Activity »
Please give the data again in full, precisely as it is written.

Region pointing data

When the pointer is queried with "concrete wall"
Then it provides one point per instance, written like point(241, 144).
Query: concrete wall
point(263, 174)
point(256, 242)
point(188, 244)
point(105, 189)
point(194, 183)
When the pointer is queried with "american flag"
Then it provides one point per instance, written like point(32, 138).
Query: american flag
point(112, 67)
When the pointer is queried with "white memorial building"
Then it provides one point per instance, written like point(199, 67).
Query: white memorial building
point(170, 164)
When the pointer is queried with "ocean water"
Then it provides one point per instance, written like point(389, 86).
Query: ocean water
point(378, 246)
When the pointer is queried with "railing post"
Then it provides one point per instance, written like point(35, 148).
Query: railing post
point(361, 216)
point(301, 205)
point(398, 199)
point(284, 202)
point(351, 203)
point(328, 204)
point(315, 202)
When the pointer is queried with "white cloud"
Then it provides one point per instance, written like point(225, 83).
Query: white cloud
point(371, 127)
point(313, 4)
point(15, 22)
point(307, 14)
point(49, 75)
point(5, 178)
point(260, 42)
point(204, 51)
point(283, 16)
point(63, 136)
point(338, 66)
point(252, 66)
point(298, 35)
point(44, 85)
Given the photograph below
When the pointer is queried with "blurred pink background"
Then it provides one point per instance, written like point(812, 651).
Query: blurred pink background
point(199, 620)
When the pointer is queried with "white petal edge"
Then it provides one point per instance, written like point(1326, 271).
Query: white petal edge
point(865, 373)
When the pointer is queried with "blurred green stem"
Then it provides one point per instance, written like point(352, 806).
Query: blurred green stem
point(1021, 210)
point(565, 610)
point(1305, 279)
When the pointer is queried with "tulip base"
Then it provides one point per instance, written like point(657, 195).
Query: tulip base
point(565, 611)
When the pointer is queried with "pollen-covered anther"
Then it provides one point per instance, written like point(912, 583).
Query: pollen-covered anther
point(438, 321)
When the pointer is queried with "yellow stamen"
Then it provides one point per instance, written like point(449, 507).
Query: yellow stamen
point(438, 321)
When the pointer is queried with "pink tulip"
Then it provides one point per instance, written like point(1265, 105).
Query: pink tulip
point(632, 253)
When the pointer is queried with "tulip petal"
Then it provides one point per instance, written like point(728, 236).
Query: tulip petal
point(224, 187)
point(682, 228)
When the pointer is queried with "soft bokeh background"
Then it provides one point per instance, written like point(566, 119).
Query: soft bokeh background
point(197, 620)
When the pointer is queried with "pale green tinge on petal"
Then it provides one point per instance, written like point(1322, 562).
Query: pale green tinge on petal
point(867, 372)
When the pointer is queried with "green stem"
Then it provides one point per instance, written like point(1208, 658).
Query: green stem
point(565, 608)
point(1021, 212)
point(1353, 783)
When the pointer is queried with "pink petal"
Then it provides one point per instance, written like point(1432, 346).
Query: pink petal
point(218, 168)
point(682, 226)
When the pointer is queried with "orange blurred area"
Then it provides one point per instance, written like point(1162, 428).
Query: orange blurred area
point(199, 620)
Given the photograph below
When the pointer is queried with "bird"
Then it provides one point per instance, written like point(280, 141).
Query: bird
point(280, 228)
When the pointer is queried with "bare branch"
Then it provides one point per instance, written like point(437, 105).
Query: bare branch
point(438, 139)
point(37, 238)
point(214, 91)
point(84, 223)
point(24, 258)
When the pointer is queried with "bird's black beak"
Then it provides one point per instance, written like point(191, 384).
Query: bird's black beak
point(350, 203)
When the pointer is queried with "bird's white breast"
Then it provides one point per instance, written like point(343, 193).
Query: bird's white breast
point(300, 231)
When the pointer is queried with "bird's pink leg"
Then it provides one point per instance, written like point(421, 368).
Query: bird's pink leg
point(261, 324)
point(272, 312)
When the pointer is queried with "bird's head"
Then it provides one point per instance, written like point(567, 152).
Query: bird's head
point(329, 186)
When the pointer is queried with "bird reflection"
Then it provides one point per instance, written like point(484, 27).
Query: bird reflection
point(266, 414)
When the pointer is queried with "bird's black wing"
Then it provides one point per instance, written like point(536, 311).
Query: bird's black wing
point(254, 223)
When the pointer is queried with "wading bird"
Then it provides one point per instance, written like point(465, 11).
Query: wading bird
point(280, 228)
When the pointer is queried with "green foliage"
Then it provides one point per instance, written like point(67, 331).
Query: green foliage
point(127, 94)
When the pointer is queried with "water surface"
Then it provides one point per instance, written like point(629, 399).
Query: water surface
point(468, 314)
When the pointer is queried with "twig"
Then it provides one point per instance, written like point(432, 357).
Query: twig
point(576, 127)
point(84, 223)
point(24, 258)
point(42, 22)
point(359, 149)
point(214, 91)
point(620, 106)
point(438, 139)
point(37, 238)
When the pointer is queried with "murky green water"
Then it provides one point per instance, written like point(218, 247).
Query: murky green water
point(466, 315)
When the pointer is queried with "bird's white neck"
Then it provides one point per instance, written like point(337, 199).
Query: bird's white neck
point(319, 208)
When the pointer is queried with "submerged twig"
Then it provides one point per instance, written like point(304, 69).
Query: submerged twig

Response »
When the pointer is queried with "concrete wall"
Then it provides one point per instance, written like point(241, 144).
Query: concrete wall
point(263, 174)
point(256, 242)
point(188, 244)
point(105, 189)
point(194, 183)
When the pointer is queried with "american flag"
Then it provides one point per instance, written like point(32, 138).
Query: american flag
point(112, 67)
When the pointer is queried with "white memorial building"
Then it provides one point per instance, written like point(199, 67).
Query: white memorial building
point(170, 164)
When the pointer is queried with "ocean water"
Then it provides one point per instance, written like point(389, 86).
Query: ocean water
point(378, 246)
When the pointer is queried with "railing post"
Then it provides one point per instance, written like point(35, 148).
Query: railing post
point(361, 216)
point(301, 205)
point(398, 199)
point(284, 202)
point(351, 203)
point(328, 204)
point(315, 202)
When the pointer is queried with "white cloud"
Then it provides one point per instance, written like point(225, 83).
Query: white cloud
point(371, 127)
point(313, 4)
point(15, 22)
point(307, 14)
point(49, 75)
point(5, 178)
point(260, 42)
point(204, 51)
point(283, 16)
point(63, 136)
point(338, 66)
point(252, 66)
point(298, 35)
point(44, 85)
Given the photograph below
When the pointer is queried with "blurred pink background"
Then it provides one point per instance, written like point(812, 651).
Query: blurred pink background
point(199, 620)
When the pointer is queried with "white petal edge"
Then it provides one point per instance, written like point(1326, 271).
Query: white petal edge
point(865, 373)
When the pointer is queried with "blurred green stem"
Then it provides one point per instance, written like point(352, 806).
Query: blurred green stem
point(1021, 210)
point(565, 610)
point(1305, 279)
When the pointer is queried with "tulip base"
Then it provides one point per instance, written like point(657, 195).
Query: tulip base
point(565, 611)
When the pointer is queried with "pollen-covered anther"
Then it provides one point per instance, written like point(912, 583).
Query: pollen-covered anther
point(438, 321)
When the pointer is queried with "yellow stamen"
Then it provides one point per instance, written like point(449, 507).
Query: yellow stamen
point(438, 321)
When the pointer is queried with "pink tulip"
Then it provides one point per instance, written like point(1265, 105).
Query: pink tulip
point(632, 253)
When the pointer is queried with "tulip petal"
Then it provides one point per instance, written like point(728, 236).
Query: tulip petal
point(224, 187)
point(682, 228)
When the pointer is queried with "soft bokeh background"
Then it provides one point per instance, written like point(566, 119).
Query: soft bokeh background
point(197, 620)
When the pointer is queried with "pale green tinge on petal"
Then it provides one point per instance, written like point(1322, 562).
Query: pale green tinge on petal
point(867, 372)
When the pointer is queried with "green stem"
Then it provides one point per instance, written like point(1208, 658).
Query: green stem
point(565, 608)
point(1021, 212)
point(1353, 783)
When the pointer is queried with "pink petal"
Then it provides one point per instance, written like point(1432, 346).
Query: pink petal
point(218, 168)
point(682, 226)
When the pointer is queried with "orange blurred area"
Then it provides one point per instance, written like point(1162, 428).
Query: orange blurred area
point(199, 620)
Given the photograph below
When the pointer is queried with "bird"
Then it provides one point per instance, written like point(280, 141).
Query: bird
point(280, 228)
When the pointer is queried with "bare branch"
Then it provides one point per instance, written like point(437, 105).
Query: bare branch
point(438, 139)
point(37, 238)
point(214, 91)
point(84, 223)
point(24, 258)
When the pointer is queried with "bird's black beak"
Then it provides one point per instance, written like point(191, 384).
Query: bird's black beak
point(350, 203)
When the pointer is queried with "bird's white breast"
Then it provides one point per instance, written like point(343, 193).
Query: bird's white breast
point(300, 231)
When the pointer is queried with "bird's pink leg"
Then it provides one point per instance, written like point(421, 368).
Query: bird's pink leg
point(261, 324)
point(272, 312)
When the pointer is queried with "bird's head"
Then it provides one point per instance, written like point(567, 152).
Query: bird's head
point(329, 186)
When the pointer is queried with "bird reflection"
Then it provides one point per instance, written like point(484, 27).
Query: bird reflection
point(266, 414)
When the pointer is queried with "bird's black wing"
Then it provides one point per instance, written like point(536, 311).
Query: bird's black wing
point(254, 223)
When the pointer is queried with "wading bird"
Then it provides one point per instance, written like point(465, 11).
Query: wading bird
point(280, 228)
When the pointer is queried with "green foliage"
Then it provides one point per instance, written like point(67, 331).
Query: green foliage
point(127, 94)
When the pointer is queried with "water surface"
Then it provides one point per instance, written like point(629, 399).
Query: water surface
point(468, 314)
When the pointer is queried with "twig"
Then it provides one point per instance, written like point(432, 357).
Query: twig
point(576, 127)
point(84, 223)
point(24, 258)
point(42, 22)
point(359, 149)
point(214, 91)
point(620, 106)
point(438, 139)
point(37, 238)
When the pointer is queried with "murky green water"
Then it provides one point per instance, written like point(218, 247).
Query: murky green water
point(466, 315)
When the pointer is queried with "bird's white neck"
Then it provides one point per instance, written like point(337, 199).
Query: bird's white neck
point(319, 208)
When the pointer is queried with "submerged twig"
Then it provides one point per instance, written like point(304, 69).
Query: submerged twig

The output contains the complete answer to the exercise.